── GIVEN RECORDS

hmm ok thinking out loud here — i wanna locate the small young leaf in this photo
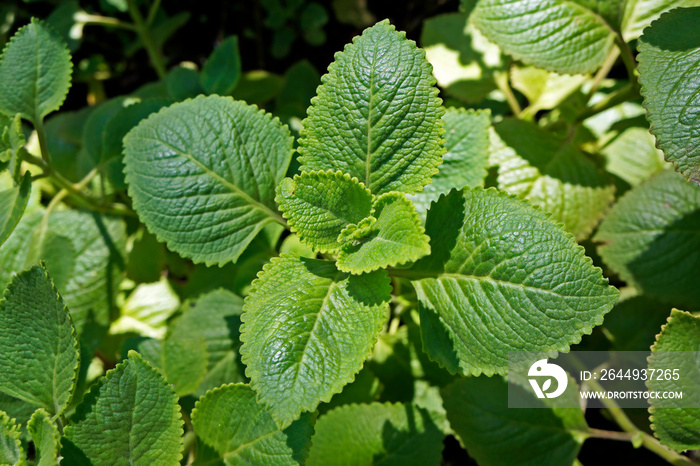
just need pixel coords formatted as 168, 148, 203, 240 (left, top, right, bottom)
638, 7, 700, 183
27, 408, 60, 466
409, 108, 491, 218
275, 170, 373, 253
595, 170, 700, 310
468, 0, 615, 75
191, 384, 314, 465
0, 18, 72, 124
63, 351, 183, 465
492, 119, 615, 240
169, 289, 246, 396
0, 114, 25, 165
410, 188, 618, 376
110, 277, 180, 339
337, 192, 431, 274
298, 20, 445, 195
201, 36, 242, 95
442, 376, 586, 466
307, 403, 444, 466
0, 172, 31, 247
0, 411, 23, 466
124, 95, 293, 266
240, 254, 391, 428
647, 310, 700, 452
0, 264, 79, 416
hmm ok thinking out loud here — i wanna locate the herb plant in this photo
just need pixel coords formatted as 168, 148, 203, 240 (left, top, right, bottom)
0, 0, 699, 464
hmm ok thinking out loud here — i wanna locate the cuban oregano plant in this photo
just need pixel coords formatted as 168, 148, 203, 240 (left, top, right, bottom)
0, 1, 698, 464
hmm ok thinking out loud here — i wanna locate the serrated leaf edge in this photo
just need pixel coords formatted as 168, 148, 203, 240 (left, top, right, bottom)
28, 408, 61, 462
123, 94, 294, 268
0, 410, 24, 464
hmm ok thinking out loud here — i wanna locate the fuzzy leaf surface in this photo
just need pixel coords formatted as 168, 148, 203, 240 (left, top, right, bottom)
192, 384, 314, 465
28, 408, 60, 466
0, 411, 22, 465
240, 255, 390, 428
637, 7, 700, 182
442, 376, 586, 466
0, 114, 25, 165
0, 173, 31, 247
0, 265, 79, 416
409, 188, 619, 376
124, 95, 293, 266
410, 108, 491, 218
307, 402, 444, 466
492, 119, 615, 240
298, 20, 444, 195
595, 170, 700, 309
647, 310, 700, 452
469, 0, 615, 74
276, 171, 373, 253
0, 18, 71, 123
63, 351, 183, 465
337, 193, 431, 273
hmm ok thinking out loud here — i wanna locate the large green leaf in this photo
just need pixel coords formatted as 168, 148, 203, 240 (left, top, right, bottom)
275, 170, 373, 253
491, 119, 615, 240
336, 193, 431, 274
595, 170, 700, 309
27, 409, 60, 466
63, 351, 183, 465
407, 188, 618, 376
0, 265, 79, 416
298, 20, 444, 195
409, 108, 491, 218
621, 0, 699, 41
0, 411, 23, 466
169, 289, 246, 396
124, 95, 293, 266
0, 173, 31, 247
0, 18, 72, 124
637, 7, 700, 183
240, 254, 391, 428
307, 402, 444, 466
647, 310, 700, 452
191, 384, 314, 465
468, 0, 615, 75
442, 376, 587, 466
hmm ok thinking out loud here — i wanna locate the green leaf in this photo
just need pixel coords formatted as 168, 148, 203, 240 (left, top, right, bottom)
191, 383, 315, 465
602, 294, 673, 352
594, 170, 700, 309
442, 376, 586, 466
298, 20, 445, 195
110, 277, 180, 339
647, 310, 700, 451
240, 254, 391, 428
82, 97, 127, 165
469, 0, 615, 75
27, 408, 60, 466
491, 119, 615, 240
0, 114, 25, 165
233, 70, 285, 106
637, 7, 700, 183
420, 12, 504, 104
600, 126, 668, 186
510, 65, 587, 120
337, 192, 431, 273
276, 170, 373, 253
0, 18, 72, 124
165, 66, 203, 100
169, 289, 246, 396
307, 402, 444, 466
138, 337, 209, 397
43, 108, 93, 183
0, 411, 23, 466
0, 172, 30, 247
408, 188, 619, 376
63, 351, 183, 465
621, 0, 699, 41
275, 60, 321, 119
201, 36, 242, 96
0, 264, 79, 416
124, 95, 293, 266
409, 108, 491, 219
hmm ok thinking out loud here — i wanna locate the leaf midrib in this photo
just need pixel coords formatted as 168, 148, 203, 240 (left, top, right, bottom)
365, 44, 379, 189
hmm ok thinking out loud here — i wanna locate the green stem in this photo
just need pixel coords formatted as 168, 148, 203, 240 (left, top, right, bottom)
126, 0, 167, 79
587, 48, 620, 101
74, 12, 136, 31
495, 70, 522, 117
34, 118, 50, 165
614, 32, 638, 84
146, 0, 162, 26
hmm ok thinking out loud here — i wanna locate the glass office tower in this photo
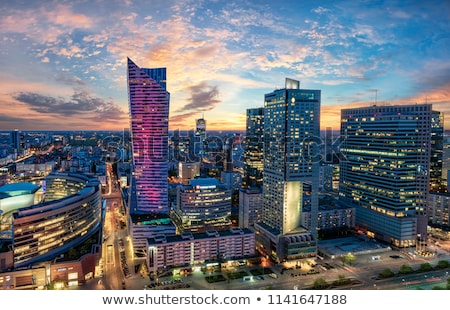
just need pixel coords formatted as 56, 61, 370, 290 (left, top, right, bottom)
243, 107, 264, 189
127, 57, 169, 214
255, 78, 320, 262
430, 110, 444, 191
339, 104, 432, 247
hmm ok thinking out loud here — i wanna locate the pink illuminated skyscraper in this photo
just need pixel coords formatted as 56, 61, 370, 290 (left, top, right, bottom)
127, 57, 169, 214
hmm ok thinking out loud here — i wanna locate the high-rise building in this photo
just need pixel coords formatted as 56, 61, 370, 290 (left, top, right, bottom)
319, 164, 334, 192
239, 187, 263, 229
127, 58, 169, 214
339, 104, 432, 248
10, 129, 24, 154
243, 107, 264, 189
194, 116, 206, 158
223, 136, 234, 172
254, 78, 320, 262
428, 191, 450, 229
195, 116, 206, 139
443, 136, 450, 182
430, 110, 444, 191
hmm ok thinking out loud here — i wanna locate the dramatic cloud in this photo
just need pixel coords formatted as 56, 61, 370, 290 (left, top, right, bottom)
176, 81, 221, 113
0, 1, 449, 130
13, 91, 126, 121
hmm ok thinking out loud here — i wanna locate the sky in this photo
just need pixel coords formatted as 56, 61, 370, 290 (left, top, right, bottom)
0, 0, 449, 132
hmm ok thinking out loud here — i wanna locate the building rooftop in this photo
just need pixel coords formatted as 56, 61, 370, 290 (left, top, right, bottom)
147, 228, 254, 245
189, 178, 220, 188
0, 182, 40, 197
130, 213, 172, 225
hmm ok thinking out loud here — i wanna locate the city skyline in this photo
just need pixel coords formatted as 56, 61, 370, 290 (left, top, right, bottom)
0, 0, 449, 132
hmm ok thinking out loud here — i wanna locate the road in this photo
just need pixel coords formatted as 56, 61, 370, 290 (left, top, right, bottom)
98, 163, 130, 290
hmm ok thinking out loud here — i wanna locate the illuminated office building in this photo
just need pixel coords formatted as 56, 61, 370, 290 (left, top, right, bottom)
339, 104, 432, 247
239, 187, 262, 229
430, 110, 444, 190
127, 58, 169, 214
428, 192, 450, 229
11, 173, 102, 268
178, 161, 201, 184
243, 107, 264, 189
191, 116, 206, 160
10, 129, 24, 154
195, 117, 206, 140
172, 178, 232, 233
254, 78, 320, 262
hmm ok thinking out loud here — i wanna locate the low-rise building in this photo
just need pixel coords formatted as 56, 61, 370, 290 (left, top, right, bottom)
146, 228, 255, 272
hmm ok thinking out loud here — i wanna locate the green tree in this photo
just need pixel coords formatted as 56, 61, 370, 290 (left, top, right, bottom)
312, 278, 329, 289
379, 268, 394, 278
398, 264, 414, 275
340, 253, 356, 266
436, 260, 449, 269
333, 275, 351, 286
419, 262, 433, 272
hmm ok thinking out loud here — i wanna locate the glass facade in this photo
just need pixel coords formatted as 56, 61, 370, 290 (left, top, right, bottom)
255, 79, 320, 262
12, 173, 102, 267
127, 58, 169, 214
262, 82, 320, 235
339, 104, 432, 247
173, 178, 232, 233
430, 110, 444, 190
243, 107, 264, 189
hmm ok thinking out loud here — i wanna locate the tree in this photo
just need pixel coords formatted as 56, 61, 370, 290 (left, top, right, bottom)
312, 278, 329, 289
333, 275, 351, 286
436, 260, 449, 269
379, 268, 394, 278
419, 262, 433, 272
340, 253, 356, 266
398, 264, 414, 275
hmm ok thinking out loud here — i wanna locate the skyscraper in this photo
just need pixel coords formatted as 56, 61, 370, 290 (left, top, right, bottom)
339, 104, 432, 248
430, 110, 444, 191
254, 78, 320, 262
194, 116, 206, 159
243, 107, 264, 189
127, 57, 169, 214
10, 129, 23, 154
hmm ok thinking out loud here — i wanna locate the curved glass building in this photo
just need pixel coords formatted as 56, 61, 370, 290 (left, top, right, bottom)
12, 173, 102, 267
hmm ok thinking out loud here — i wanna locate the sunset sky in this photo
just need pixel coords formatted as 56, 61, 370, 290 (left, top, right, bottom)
0, 0, 449, 132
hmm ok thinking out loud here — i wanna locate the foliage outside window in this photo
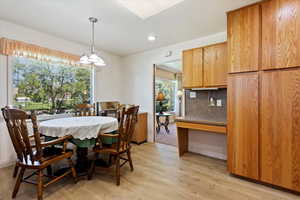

────

WHAT THE EXERCISE ASKS. Retype exactly the lines above, from the one with "edge in this photo" through the one with "surface in this photo", inclusive.

SOLUTION TO THIS EXERCISE.
hmm ok thinking out loud here — i wanna locate the serrated leaf edge in this photo
just need pixel coords formatted as 168, 148, 203, 240 (left, top, right, bottom)
28, 408, 61, 462
123, 94, 294, 268
0, 410, 24, 464
hmm ok thinking out loud here — i wanna locate the fuzzy leaf surface in this photo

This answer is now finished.